[Opening PAGE TEXT section]

Pushshift.io collects posts and comments using Reddit API, and saves that data into their database. This service is used by websites that allow you to see deleted contents in Reddit. For example, if you are viewing a Reddit post and want to see the deleted contents, you can tweak the "reddit.com" domain a little, to enter a website that will show you all the deleted contents, using the Pushshift.io website.

However, several Reddit users from the EU are concerned about this, because Pushshift.io is not respecting the "right to be forgotten" from GDPR, when they're asked to remove contents that belong to the user.

(besides that this data is being collected and stored without anyone's consent)

In a Reddit post, they say:

  1. What happens when a removal request is made?
    A) Right now, we internally blacklist the account so that the data is not exposed via any public API. For full disclosure, we currently do not permanently delete any data unless there is a major issue involving PII, etc. While you have the right to request that people cannot search your comments and submissions via the public API, we reserve the right to keep data in our private archive so long as we never allow any data that you requested be removed get exposed through any public API endpoints.

[Closing PAGE TEXT section]
[Opening EXTRACTED MATERIAL section]

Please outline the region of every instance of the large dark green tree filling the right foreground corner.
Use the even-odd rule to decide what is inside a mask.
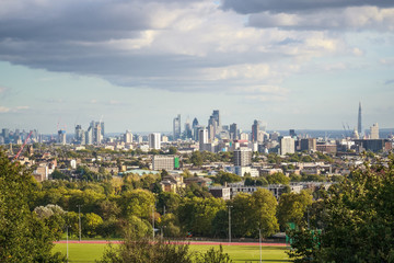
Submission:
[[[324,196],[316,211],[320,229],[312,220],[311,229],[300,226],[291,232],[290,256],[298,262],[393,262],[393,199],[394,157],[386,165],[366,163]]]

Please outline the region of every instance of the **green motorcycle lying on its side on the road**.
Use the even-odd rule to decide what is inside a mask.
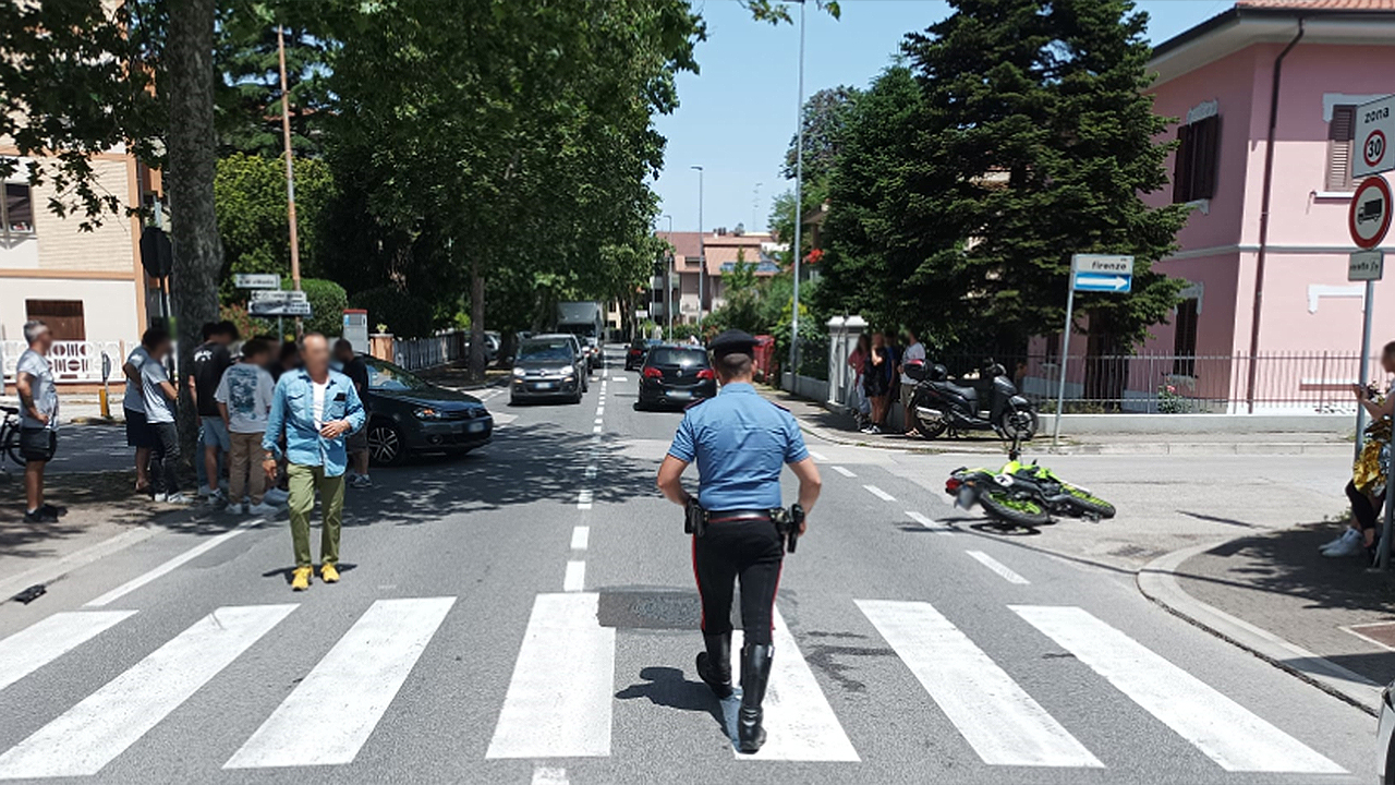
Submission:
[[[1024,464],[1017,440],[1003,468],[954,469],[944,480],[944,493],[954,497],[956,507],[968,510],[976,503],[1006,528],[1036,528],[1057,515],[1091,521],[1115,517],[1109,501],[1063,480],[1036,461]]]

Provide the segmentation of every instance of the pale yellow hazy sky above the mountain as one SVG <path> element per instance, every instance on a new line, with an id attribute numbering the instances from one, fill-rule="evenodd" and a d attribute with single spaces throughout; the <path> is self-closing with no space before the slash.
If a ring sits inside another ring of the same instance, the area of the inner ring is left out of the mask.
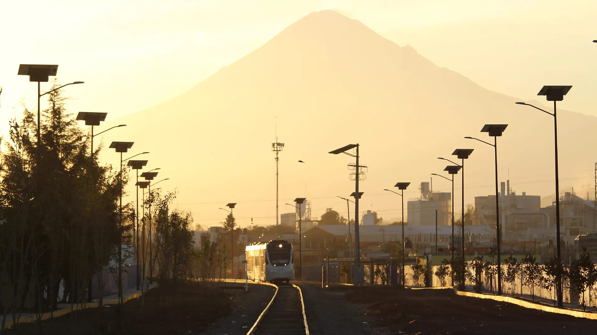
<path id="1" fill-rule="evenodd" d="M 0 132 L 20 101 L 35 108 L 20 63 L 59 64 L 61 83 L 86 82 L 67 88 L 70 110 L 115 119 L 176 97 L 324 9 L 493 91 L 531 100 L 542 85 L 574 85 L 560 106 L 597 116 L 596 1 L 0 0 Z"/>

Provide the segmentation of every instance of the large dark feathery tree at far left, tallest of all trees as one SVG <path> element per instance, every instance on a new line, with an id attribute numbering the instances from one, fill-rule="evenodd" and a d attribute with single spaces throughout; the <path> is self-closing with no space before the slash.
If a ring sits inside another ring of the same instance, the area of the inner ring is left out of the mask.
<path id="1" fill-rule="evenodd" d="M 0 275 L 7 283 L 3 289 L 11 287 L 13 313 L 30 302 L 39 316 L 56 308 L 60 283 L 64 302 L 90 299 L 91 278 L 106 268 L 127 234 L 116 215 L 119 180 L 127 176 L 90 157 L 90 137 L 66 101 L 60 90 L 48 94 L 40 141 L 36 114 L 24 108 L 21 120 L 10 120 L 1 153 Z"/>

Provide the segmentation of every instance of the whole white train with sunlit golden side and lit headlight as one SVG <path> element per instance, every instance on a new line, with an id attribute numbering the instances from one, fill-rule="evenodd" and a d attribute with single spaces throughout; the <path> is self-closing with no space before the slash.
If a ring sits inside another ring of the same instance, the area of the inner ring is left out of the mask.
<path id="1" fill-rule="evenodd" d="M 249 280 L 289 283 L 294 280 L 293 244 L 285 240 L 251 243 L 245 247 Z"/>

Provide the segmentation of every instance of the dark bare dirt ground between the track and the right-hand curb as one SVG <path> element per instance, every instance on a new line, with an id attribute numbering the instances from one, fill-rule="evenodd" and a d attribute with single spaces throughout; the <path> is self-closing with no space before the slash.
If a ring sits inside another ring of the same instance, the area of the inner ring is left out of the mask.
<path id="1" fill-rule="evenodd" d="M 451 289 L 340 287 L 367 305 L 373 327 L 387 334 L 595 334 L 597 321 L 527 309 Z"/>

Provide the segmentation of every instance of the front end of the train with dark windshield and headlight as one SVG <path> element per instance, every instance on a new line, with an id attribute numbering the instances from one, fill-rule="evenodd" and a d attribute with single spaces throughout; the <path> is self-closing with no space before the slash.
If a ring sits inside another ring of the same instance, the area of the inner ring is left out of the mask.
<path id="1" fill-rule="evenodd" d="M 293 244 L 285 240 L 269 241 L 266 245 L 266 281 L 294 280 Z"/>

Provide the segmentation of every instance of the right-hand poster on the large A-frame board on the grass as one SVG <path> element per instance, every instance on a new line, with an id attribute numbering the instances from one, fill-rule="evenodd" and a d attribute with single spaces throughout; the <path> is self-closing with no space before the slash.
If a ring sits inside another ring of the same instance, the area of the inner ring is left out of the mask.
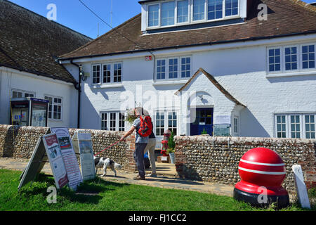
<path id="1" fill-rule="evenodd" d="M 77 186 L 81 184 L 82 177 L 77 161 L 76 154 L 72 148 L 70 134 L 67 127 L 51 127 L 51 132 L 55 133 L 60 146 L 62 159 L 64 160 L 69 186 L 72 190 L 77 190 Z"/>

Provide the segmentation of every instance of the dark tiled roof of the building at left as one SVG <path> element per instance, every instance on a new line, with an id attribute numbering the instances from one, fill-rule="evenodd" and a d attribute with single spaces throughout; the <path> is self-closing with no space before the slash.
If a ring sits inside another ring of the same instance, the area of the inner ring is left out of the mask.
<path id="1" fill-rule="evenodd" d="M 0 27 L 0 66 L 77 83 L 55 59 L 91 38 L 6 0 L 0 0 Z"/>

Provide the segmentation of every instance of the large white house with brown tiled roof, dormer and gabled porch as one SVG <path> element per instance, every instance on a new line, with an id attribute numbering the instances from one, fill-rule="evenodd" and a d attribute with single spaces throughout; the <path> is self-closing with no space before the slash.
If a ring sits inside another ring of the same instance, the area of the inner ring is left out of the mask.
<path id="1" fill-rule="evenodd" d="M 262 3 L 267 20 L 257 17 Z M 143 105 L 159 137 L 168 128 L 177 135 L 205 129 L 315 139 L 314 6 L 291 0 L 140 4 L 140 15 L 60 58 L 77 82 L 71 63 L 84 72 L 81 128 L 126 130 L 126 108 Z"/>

[Closing EXTRACTED MATERIAL section]

*WORK REQUEST*
In the Pushshift.io text, rewrite the passage that starts at "Pushshift.io collects posts" and stops after "to the user.", substituting "removed contents" wherever "deleted contents" appears. Rely only on the Pushshift.io text.

*EXERCISE ANSWER*
Pushshift.io collects posts and comments using Reddit API, and saves that data into their database. This service is used by websites that allow you to see removed contents in Reddit. For example, if you are viewing a Reddit post and want to see the removed contents, you can tweak the "reddit.com" domain a little, to enter a website that will show you all the removed contents, using the Pushshift.io website.

However, several Reddit users from the EU are concerned about this, because Pushshift.io is not respecting the "right to be forgotten" from GDPR, when they're asked to remove contents that belong to the user.